Labeled-object pointing entries
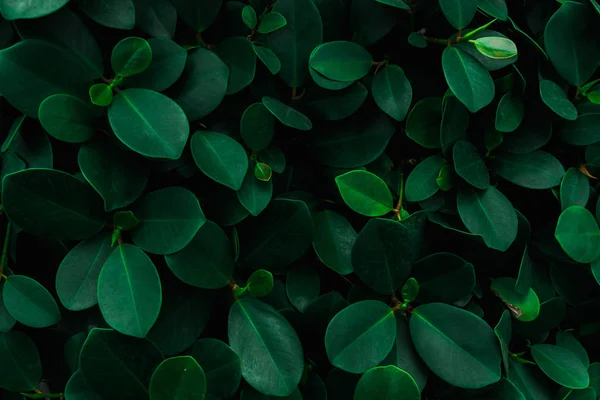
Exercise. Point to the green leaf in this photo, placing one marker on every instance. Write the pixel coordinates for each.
(382, 255)
(333, 241)
(302, 286)
(286, 114)
(467, 78)
(129, 291)
(510, 112)
(392, 91)
(20, 366)
(524, 307)
(255, 194)
(490, 214)
(561, 365)
(128, 363)
(421, 183)
(578, 234)
(386, 383)
(257, 126)
(423, 123)
(341, 61)
(495, 47)
(271, 22)
(101, 95)
(443, 277)
(28, 9)
(207, 261)
(556, 99)
(365, 193)
(469, 165)
(220, 157)
(572, 54)
(119, 176)
(257, 333)
(249, 17)
(239, 56)
(157, 18)
(198, 14)
(68, 118)
(31, 81)
(459, 12)
(287, 230)
(52, 204)
(574, 189)
(118, 14)
(65, 29)
(456, 345)
(360, 336)
(169, 219)
(260, 283)
(178, 378)
(536, 170)
(203, 83)
(496, 8)
(149, 123)
(77, 275)
(168, 62)
(304, 30)
(267, 57)
(221, 366)
(29, 302)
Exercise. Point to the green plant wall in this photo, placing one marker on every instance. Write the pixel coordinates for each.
(300, 199)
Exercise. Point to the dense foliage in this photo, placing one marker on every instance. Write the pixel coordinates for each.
(318, 199)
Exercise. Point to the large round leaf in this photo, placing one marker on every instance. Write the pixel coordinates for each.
(257, 333)
(52, 204)
(386, 383)
(294, 42)
(178, 378)
(443, 277)
(566, 41)
(129, 291)
(392, 92)
(238, 54)
(203, 84)
(77, 275)
(221, 366)
(578, 234)
(382, 255)
(333, 241)
(149, 123)
(365, 193)
(28, 9)
(456, 345)
(277, 237)
(490, 214)
(117, 175)
(467, 78)
(29, 303)
(20, 366)
(68, 118)
(341, 61)
(360, 336)
(169, 219)
(537, 170)
(207, 261)
(561, 365)
(220, 157)
(31, 81)
(128, 363)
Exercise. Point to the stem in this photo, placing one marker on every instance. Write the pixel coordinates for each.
(5, 250)
(43, 396)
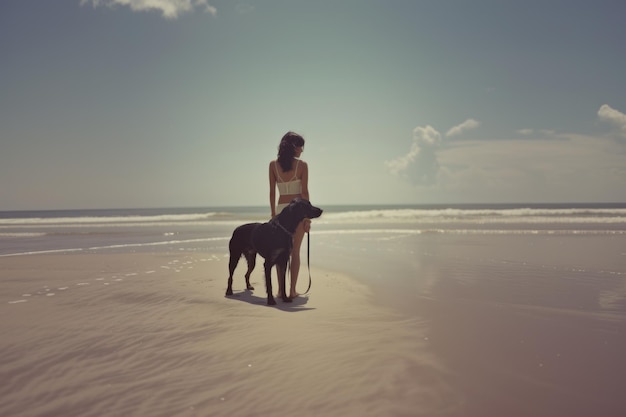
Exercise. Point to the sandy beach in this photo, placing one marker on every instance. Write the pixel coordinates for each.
(476, 326)
(154, 335)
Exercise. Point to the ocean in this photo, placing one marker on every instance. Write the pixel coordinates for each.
(383, 246)
(517, 309)
(209, 228)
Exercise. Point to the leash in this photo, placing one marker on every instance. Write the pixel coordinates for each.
(308, 259)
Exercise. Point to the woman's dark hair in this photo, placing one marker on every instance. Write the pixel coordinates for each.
(287, 149)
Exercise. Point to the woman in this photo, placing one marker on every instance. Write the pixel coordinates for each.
(291, 176)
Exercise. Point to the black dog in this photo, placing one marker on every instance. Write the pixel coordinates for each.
(273, 241)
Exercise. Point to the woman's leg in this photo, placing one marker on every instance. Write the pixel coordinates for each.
(295, 258)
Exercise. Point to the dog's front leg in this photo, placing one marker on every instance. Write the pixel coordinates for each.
(281, 271)
(268, 283)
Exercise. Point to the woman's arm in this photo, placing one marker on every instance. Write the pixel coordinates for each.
(272, 191)
(304, 181)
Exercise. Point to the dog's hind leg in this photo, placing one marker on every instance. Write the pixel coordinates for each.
(268, 283)
(232, 264)
(251, 259)
(281, 271)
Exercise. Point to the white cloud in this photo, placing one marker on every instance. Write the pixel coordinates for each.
(469, 124)
(525, 132)
(170, 9)
(419, 166)
(615, 117)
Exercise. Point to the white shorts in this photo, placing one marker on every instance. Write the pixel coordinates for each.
(280, 207)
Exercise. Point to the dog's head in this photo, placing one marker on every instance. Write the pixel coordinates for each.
(303, 209)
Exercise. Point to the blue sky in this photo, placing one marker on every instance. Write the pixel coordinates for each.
(152, 103)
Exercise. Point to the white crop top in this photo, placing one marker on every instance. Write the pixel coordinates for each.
(291, 187)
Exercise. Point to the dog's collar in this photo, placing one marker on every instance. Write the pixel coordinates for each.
(280, 226)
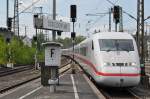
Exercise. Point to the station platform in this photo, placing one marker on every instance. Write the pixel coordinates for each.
(72, 86)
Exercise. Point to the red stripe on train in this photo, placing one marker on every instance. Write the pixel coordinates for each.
(101, 73)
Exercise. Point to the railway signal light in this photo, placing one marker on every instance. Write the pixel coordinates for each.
(116, 13)
(9, 23)
(35, 38)
(73, 12)
(59, 33)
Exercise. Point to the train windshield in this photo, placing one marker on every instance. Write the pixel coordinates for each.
(116, 45)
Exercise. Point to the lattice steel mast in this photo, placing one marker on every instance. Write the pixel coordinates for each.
(140, 32)
(16, 18)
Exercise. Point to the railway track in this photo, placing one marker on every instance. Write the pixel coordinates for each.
(15, 70)
(114, 93)
(64, 68)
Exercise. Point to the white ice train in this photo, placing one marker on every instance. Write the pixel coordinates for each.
(110, 58)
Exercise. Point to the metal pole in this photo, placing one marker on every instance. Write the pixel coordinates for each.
(7, 15)
(54, 18)
(115, 26)
(36, 50)
(110, 20)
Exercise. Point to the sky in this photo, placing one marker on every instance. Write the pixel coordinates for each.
(84, 7)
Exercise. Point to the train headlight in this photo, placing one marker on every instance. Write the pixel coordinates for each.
(132, 64)
(106, 64)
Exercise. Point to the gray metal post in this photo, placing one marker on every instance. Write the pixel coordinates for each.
(7, 15)
(54, 18)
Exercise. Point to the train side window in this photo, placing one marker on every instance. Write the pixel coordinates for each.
(92, 45)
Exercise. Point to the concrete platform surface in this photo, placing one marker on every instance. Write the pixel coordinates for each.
(71, 87)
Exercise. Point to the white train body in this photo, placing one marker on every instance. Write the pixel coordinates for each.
(110, 58)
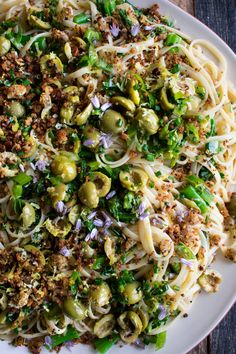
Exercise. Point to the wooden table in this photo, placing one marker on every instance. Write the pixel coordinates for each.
(220, 16)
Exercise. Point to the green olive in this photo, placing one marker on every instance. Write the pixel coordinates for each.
(231, 206)
(57, 193)
(65, 168)
(36, 22)
(133, 92)
(16, 109)
(147, 120)
(104, 326)
(82, 117)
(165, 103)
(113, 122)
(74, 309)
(49, 62)
(88, 195)
(66, 113)
(3, 317)
(132, 294)
(54, 313)
(58, 228)
(124, 102)
(131, 325)
(28, 215)
(5, 45)
(102, 183)
(134, 180)
(92, 134)
(100, 294)
(37, 253)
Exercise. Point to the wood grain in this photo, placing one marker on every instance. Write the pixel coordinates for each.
(186, 5)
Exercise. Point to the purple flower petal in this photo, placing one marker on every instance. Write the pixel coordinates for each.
(48, 342)
(64, 252)
(105, 106)
(163, 312)
(108, 221)
(141, 208)
(186, 262)
(61, 208)
(32, 166)
(98, 223)
(21, 167)
(110, 195)
(143, 216)
(115, 30)
(88, 142)
(92, 215)
(95, 101)
(78, 225)
(41, 165)
(135, 30)
(69, 345)
(149, 28)
(92, 235)
(106, 140)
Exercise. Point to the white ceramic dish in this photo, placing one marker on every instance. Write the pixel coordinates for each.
(207, 310)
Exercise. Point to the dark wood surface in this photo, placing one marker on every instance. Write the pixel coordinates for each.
(220, 16)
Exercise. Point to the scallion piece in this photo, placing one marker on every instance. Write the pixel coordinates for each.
(22, 178)
(104, 344)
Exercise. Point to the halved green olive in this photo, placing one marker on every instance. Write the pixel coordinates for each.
(93, 135)
(134, 180)
(113, 122)
(5, 45)
(16, 109)
(88, 195)
(74, 309)
(132, 293)
(66, 113)
(104, 326)
(148, 120)
(82, 117)
(131, 325)
(28, 215)
(65, 168)
(102, 183)
(51, 62)
(165, 103)
(57, 193)
(100, 294)
(58, 228)
(38, 23)
(124, 102)
(37, 253)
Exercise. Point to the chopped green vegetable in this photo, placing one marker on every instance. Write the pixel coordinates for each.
(22, 178)
(184, 251)
(81, 18)
(104, 344)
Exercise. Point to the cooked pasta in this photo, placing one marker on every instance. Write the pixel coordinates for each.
(117, 172)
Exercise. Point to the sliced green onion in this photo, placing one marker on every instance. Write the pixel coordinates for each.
(172, 39)
(190, 192)
(104, 344)
(184, 251)
(22, 178)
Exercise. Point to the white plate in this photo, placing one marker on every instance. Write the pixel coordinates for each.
(207, 310)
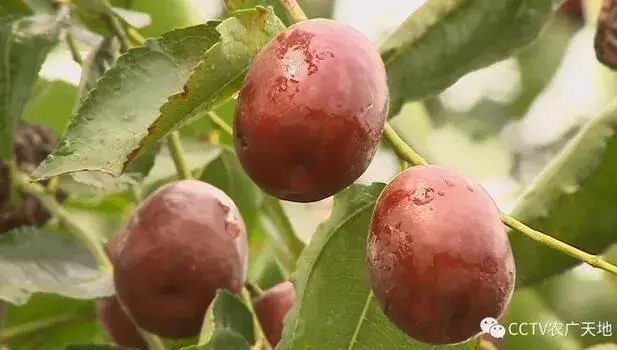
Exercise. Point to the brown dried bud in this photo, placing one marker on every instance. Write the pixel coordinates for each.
(605, 42)
(32, 143)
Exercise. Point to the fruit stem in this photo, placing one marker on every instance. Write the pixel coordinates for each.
(177, 154)
(52, 206)
(134, 35)
(260, 340)
(294, 10)
(274, 211)
(253, 289)
(401, 148)
(556, 244)
(14, 198)
(40, 325)
(220, 123)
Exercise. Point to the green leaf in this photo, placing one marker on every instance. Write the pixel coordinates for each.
(134, 174)
(24, 44)
(229, 321)
(445, 39)
(526, 307)
(95, 15)
(572, 200)
(226, 173)
(219, 75)
(332, 272)
(106, 131)
(96, 63)
(51, 104)
(33, 260)
(49, 321)
(92, 347)
(225, 339)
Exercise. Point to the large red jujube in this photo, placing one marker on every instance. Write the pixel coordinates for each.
(311, 111)
(439, 257)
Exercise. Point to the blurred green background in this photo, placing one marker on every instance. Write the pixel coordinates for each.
(500, 125)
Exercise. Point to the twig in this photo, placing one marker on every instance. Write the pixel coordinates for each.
(49, 202)
(177, 154)
(294, 10)
(261, 341)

(TASK DESCRIPTION): Repeat exactly, and only, the lines from the one containing "Exercise. Point to the large red" through the end of the material.

(ANSWER TO THIS TASK):
Exercise. Point to the large red jujube in this photo, placing one marker on every instance. Write the pixel coordinates for each.
(311, 111)
(439, 257)
Exercise. Point to the blurred green background in this photo, placing one marker on every instance. Write the pixel coordinates for each.
(500, 125)
Exercise. Point to the twig in this photo, placing one marker on every instance. Write the pixel coordinates for each.
(49, 202)
(177, 154)
(294, 10)
(261, 341)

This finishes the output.